## GIVEN ENTRIES:
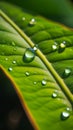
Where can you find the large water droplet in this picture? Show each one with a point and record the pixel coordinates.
(23, 18)
(10, 69)
(6, 59)
(29, 55)
(66, 72)
(14, 62)
(35, 82)
(54, 95)
(27, 73)
(62, 47)
(54, 47)
(43, 82)
(65, 115)
(13, 43)
(32, 22)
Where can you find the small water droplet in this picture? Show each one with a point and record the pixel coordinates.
(54, 95)
(27, 73)
(35, 82)
(14, 62)
(23, 18)
(32, 22)
(65, 115)
(43, 82)
(66, 72)
(6, 59)
(54, 47)
(13, 43)
(10, 69)
(29, 55)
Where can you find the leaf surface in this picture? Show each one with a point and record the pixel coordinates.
(42, 92)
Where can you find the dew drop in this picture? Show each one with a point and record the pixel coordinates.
(29, 55)
(10, 69)
(6, 59)
(65, 115)
(13, 43)
(62, 47)
(43, 82)
(54, 95)
(32, 22)
(35, 82)
(27, 73)
(54, 47)
(14, 62)
(67, 72)
(23, 18)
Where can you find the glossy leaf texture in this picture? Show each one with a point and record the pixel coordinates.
(47, 104)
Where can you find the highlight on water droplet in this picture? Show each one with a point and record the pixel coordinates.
(67, 72)
(13, 43)
(54, 47)
(23, 18)
(35, 82)
(6, 59)
(43, 82)
(10, 69)
(32, 22)
(14, 62)
(27, 73)
(62, 47)
(65, 115)
(29, 55)
(54, 95)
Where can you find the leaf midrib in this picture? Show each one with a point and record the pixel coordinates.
(58, 79)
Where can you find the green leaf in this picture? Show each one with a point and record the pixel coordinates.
(43, 94)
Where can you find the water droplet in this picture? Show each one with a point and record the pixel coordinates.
(10, 69)
(13, 43)
(54, 95)
(65, 115)
(35, 82)
(29, 55)
(34, 48)
(6, 59)
(54, 47)
(68, 109)
(27, 73)
(23, 18)
(32, 22)
(43, 82)
(62, 47)
(67, 72)
(14, 62)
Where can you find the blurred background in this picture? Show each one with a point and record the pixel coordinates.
(56, 10)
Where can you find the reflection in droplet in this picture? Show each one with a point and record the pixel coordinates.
(27, 73)
(54, 95)
(43, 82)
(62, 47)
(10, 69)
(35, 82)
(65, 115)
(66, 72)
(54, 47)
(13, 43)
(29, 55)
(6, 59)
(23, 18)
(32, 22)
(14, 62)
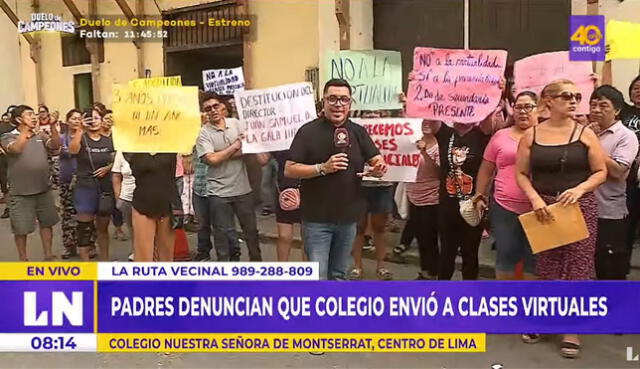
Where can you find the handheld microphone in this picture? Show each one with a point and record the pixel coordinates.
(341, 139)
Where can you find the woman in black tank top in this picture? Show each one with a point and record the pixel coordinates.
(560, 161)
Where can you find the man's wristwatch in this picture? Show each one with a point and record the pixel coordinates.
(320, 170)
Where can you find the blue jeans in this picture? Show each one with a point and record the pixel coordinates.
(201, 208)
(330, 245)
(269, 185)
(222, 211)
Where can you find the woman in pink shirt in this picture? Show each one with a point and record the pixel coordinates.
(508, 200)
(423, 202)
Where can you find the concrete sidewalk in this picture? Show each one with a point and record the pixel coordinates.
(486, 256)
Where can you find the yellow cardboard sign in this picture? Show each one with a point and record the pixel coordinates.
(155, 120)
(156, 82)
(623, 39)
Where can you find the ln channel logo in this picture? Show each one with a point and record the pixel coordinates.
(587, 40)
(61, 308)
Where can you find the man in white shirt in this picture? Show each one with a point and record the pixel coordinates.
(123, 186)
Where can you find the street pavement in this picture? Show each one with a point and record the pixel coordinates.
(599, 351)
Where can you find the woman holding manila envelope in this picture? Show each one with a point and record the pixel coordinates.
(562, 161)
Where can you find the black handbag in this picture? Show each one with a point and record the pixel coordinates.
(106, 200)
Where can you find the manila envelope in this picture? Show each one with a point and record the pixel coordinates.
(567, 227)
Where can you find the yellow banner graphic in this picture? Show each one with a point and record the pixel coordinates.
(46, 271)
(292, 342)
(623, 39)
(156, 119)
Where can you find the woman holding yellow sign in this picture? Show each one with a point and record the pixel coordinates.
(561, 161)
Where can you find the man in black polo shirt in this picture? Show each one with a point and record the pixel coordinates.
(329, 156)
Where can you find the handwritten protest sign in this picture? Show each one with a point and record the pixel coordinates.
(455, 85)
(535, 72)
(273, 115)
(374, 75)
(223, 81)
(158, 119)
(396, 139)
(623, 39)
(156, 82)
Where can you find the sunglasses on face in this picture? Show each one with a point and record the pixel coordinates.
(210, 108)
(568, 96)
(334, 100)
(525, 108)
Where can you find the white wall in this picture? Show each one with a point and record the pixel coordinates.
(11, 91)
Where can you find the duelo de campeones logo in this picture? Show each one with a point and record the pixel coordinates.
(46, 22)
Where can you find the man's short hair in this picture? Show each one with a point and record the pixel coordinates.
(610, 93)
(336, 82)
(17, 112)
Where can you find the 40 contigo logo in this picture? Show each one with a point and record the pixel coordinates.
(587, 41)
(46, 22)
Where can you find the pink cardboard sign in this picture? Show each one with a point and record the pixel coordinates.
(535, 72)
(455, 85)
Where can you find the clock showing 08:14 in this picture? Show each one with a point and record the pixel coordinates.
(43, 343)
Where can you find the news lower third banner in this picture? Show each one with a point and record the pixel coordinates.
(283, 307)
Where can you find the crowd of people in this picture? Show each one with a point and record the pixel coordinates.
(533, 151)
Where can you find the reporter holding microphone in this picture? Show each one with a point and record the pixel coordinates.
(329, 155)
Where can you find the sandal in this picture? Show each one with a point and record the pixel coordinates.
(400, 249)
(569, 350)
(67, 254)
(531, 338)
(355, 274)
(384, 274)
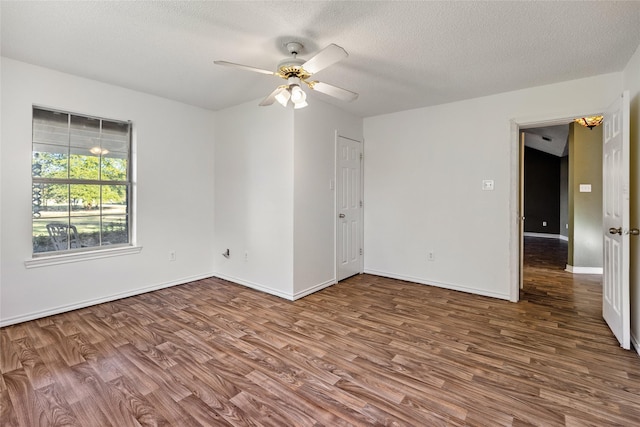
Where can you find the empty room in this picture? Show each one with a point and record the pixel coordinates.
(318, 213)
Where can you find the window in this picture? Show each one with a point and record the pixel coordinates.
(81, 182)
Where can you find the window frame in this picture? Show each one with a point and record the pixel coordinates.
(100, 250)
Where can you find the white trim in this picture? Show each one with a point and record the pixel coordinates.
(255, 286)
(439, 284)
(95, 301)
(546, 236)
(583, 270)
(635, 342)
(46, 261)
(313, 289)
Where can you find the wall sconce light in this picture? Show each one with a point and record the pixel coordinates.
(590, 122)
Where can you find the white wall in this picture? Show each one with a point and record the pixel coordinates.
(254, 197)
(273, 201)
(631, 78)
(423, 184)
(314, 200)
(173, 144)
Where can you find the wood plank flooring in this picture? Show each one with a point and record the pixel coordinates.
(368, 351)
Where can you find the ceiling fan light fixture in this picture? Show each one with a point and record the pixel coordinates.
(297, 94)
(283, 97)
(590, 122)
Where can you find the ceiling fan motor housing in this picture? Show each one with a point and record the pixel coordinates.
(292, 67)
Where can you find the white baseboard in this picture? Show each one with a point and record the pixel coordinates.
(546, 236)
(87, 303)
(313, 289)
(438, 284)
(583, 270)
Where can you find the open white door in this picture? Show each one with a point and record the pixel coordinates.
(349, 207)
(615, 169)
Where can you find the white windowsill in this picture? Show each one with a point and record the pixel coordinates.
(81, 256)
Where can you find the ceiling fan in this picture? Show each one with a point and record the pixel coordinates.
(297, 71)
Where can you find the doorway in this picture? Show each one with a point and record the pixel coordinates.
(349, 207)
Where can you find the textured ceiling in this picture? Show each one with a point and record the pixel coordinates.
(402, 55)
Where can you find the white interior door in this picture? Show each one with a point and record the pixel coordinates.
(349, 207)
(615, 168)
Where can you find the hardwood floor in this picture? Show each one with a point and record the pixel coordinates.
(368, 351)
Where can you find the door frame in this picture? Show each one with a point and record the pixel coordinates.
(335, 204)
(516, 194)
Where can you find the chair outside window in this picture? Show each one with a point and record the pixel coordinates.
(63, 236)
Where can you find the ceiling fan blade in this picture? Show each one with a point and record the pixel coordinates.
(335, 91)
(244, 67)
(272, 96)
(327, 56)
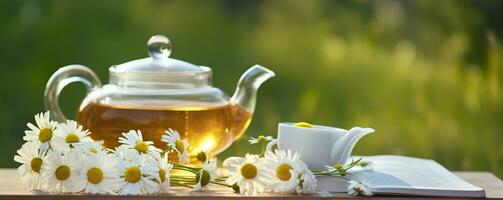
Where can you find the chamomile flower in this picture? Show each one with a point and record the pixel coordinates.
(248, 173)
(32, 160)
(61, 171)
(134, 140)
(356, 188)
(137, 175)
(260, 138)
(91, 148)
(69, 134)
(42, 132)
(284, 168)
(174, 141)
(100, 173)
(207, 174)
(307, 181)
(164, 169)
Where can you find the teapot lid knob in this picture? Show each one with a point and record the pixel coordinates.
(159, 47)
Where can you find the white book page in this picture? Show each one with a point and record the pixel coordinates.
(410, 173)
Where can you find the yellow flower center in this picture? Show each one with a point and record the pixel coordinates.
(62, 172)
(249, 171)
(94, 175)
(162, 175)
(72, 138)
(338, 166)
(141, 147)
(133, 174)
(36, 164)
(283, 172)
(45, 135)
(304, 124)
(180, 146)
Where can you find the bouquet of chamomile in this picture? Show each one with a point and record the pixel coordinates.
(62, 158)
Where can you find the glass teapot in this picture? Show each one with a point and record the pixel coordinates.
(157, 93)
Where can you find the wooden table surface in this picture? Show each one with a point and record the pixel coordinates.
(11, 187)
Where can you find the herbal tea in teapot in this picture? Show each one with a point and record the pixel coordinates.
(157, 93)
(209, 129)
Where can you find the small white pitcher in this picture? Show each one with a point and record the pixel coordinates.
(320, 145)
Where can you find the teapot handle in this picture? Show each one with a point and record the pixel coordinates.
(63, 77)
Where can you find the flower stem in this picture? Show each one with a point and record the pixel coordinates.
(222, 184)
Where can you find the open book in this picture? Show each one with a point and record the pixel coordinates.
(399, 175)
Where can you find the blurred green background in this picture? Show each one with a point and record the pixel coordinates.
(427, 75)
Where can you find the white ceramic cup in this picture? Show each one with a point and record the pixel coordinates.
(317, 145)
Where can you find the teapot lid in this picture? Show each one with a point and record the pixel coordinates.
(159, 69)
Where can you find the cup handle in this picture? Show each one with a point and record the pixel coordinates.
(63, 77)
(271, 144)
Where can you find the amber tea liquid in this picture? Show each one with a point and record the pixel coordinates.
(210, 129)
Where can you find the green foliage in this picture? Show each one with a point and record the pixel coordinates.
(427, 75)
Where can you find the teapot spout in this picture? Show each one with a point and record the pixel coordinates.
(246, 90)
(341, 151)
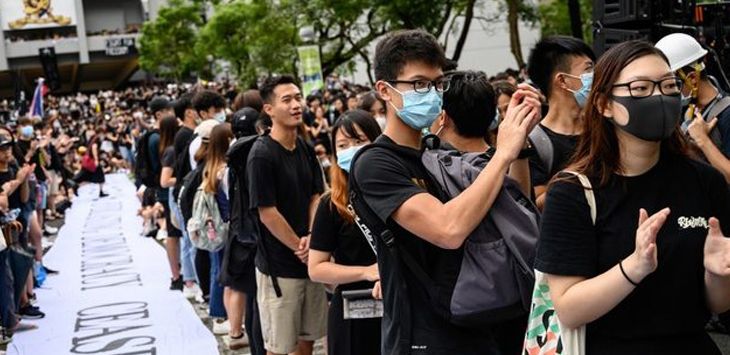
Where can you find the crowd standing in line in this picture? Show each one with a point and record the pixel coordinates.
(301, 218)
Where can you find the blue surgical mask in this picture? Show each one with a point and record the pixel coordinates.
(220, 116)
(581, 95)
(419, 110)
(344, 157)
(26, 131)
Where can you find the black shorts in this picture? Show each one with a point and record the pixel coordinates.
(172, 232)
(238, 270)
(149, 198)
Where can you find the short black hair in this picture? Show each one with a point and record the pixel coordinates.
(267, 88)
(185, 102)
(400, 47)
(205, 99)
(552, 54)
(470, 103)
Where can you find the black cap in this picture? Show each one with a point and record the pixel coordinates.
(244, 122)
(159, 103)
(4, 141)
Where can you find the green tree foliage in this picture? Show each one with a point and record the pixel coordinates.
(251, 35)
(259, 37)
(555, 19)
(165, 45)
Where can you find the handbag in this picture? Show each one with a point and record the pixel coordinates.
(545, 333)
(88, 163)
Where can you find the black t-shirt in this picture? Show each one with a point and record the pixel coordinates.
(9, 175)
(391, 177)
(168, 157)
(286, 180)
(35, 159)
(183, 137)
(332, 233)
(668, 307)
(563, 149)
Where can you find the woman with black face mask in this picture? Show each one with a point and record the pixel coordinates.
(647, 265)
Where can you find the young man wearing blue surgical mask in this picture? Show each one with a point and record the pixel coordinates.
(210, 106)
(562, 68)
(395, 185)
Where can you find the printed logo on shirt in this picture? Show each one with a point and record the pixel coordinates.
(692, 222)
(420, 183)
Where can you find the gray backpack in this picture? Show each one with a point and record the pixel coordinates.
(495, 279)
(496, 276)
(544, 147)
(206, 228)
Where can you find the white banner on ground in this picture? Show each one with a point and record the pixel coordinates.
(111, 296)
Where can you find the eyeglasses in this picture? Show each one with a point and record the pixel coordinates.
(645, 88)
(424, 86)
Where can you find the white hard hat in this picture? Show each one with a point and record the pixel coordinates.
(681, 50)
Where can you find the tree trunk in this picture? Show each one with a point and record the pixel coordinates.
(514, 31)
(369, 66)
(576, 23)
(464, 30)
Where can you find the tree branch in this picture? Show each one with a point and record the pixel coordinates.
(464, 29)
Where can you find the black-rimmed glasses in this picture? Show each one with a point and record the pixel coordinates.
(424, 86)
(645, 88)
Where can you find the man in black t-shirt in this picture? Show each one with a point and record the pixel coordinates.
(185, 112)
(562, 68)
(396, 186)
(285, 183)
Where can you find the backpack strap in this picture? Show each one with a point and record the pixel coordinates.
(544, 146)
(715, 110)
(588, 191)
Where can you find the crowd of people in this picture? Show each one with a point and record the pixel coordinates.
(429, 214)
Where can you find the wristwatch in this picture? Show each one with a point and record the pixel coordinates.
(527, 152)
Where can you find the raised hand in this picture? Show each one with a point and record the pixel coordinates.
(644, 259)
(699, 129)
(303, 251)
(717, 251)
(514, 128)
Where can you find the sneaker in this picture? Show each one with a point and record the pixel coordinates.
(5, 336)
(161, 234)
(176, 285)
(152, 233)
(221, 326)
(50, 271)
(31, 312)
(191, 292)
(236, 343)
(50, 230)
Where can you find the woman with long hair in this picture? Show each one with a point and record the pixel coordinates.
(215, 181)
(169, 126)
(646, 267)
(335, 235)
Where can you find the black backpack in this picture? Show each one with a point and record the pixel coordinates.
(190, 185)
(496, 257)
(143, 162)
(245, 227)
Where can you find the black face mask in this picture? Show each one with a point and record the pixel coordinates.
(653, 118)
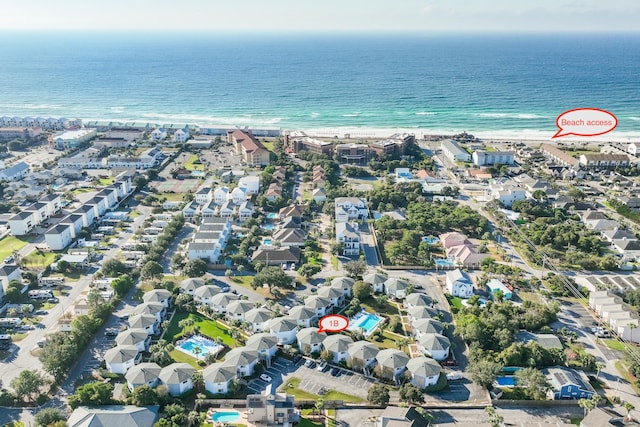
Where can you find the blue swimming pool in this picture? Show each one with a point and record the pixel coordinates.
(506, 381)
(366, 321)
(203, 345)
(226, 417)
(441, 262)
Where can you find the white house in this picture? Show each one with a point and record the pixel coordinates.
(424, 371)
(265, 344)
(349, 236)
(454, 152)
(220, 302)
(251, 184)
(310, 340)
(350, 208)
(204, 195)
(217, 378)
(237, 309)
(221, 195)
(148, 322)
(159, 134)
(143, 374)
(459, 284)
(243, 360)
(396, 288)
(434, 345)
(258, 318)
(58, 237)
(120, 358)
(22, 223)
(204, 294)
(177, 378)
(338, 345)
(181, 135)
(376, 280)
(139, 338)
(238, 195)
(319, 304)
(284, 329)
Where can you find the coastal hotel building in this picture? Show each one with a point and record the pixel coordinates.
(355, 153)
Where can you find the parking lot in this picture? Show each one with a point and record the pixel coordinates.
(312, 380)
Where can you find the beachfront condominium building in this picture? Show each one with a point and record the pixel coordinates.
(358, 154)
(299, 141)
(251, 150)
(454, 152)
(73, 138)
(491, 158)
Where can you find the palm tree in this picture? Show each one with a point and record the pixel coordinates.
(198, 380)
(629, 407)
(599, 366)
(587, 405)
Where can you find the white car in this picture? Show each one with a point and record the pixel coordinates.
(265, 377)
(454, 376)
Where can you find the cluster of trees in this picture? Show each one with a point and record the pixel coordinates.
(274, 277)
(625, 211)
(402, 240)
(493, 327)
(159, 248)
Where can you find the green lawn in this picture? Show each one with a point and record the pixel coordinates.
(105, 181)
(372, 306)
(13, 243)
(172, 197)
(291, 387)
(36, 259)
(454, 301)
(181, 357)
(191, 165)
(613, 344)
(208, 327)
(304, 422)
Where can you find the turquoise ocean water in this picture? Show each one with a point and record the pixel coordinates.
(502, 83)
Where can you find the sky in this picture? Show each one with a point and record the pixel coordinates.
(323, 15)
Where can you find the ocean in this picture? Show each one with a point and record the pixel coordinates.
(512, 85)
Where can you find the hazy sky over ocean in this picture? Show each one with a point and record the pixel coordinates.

## WHAT YOU WILL DO:
Your answer should consist only of the lines from the one with "Where can you find the green lawn" through the end of the data above, reproduced exactly.

## RESPONSE:
Where can you find the green lawn in this picture? Show each one with a point and record the pixel coordinates.
(105, 181)
(372, 306)
(13, 243)
(172, 197)
(291, 387)
(36, 259)
(454, 301)
(181, 357)
(191, 165)
(613, 344)
(208, 327)
(304, 422)
Where can you find the turquoise ocean water in this picture? Show each one with a point and record the pixel coordinates.
(502, 83)
Where can you find the sky in this picture? Show each one with a point and record the pixel coordinates.
(323, 15)
Where can you find the ocean in this picture? Show each one with a point and record the pixel coordinates.
(512, 85)
Where can you find the hazy sky over ocean in this picture? Show each one with a point and record the pixel coordinates.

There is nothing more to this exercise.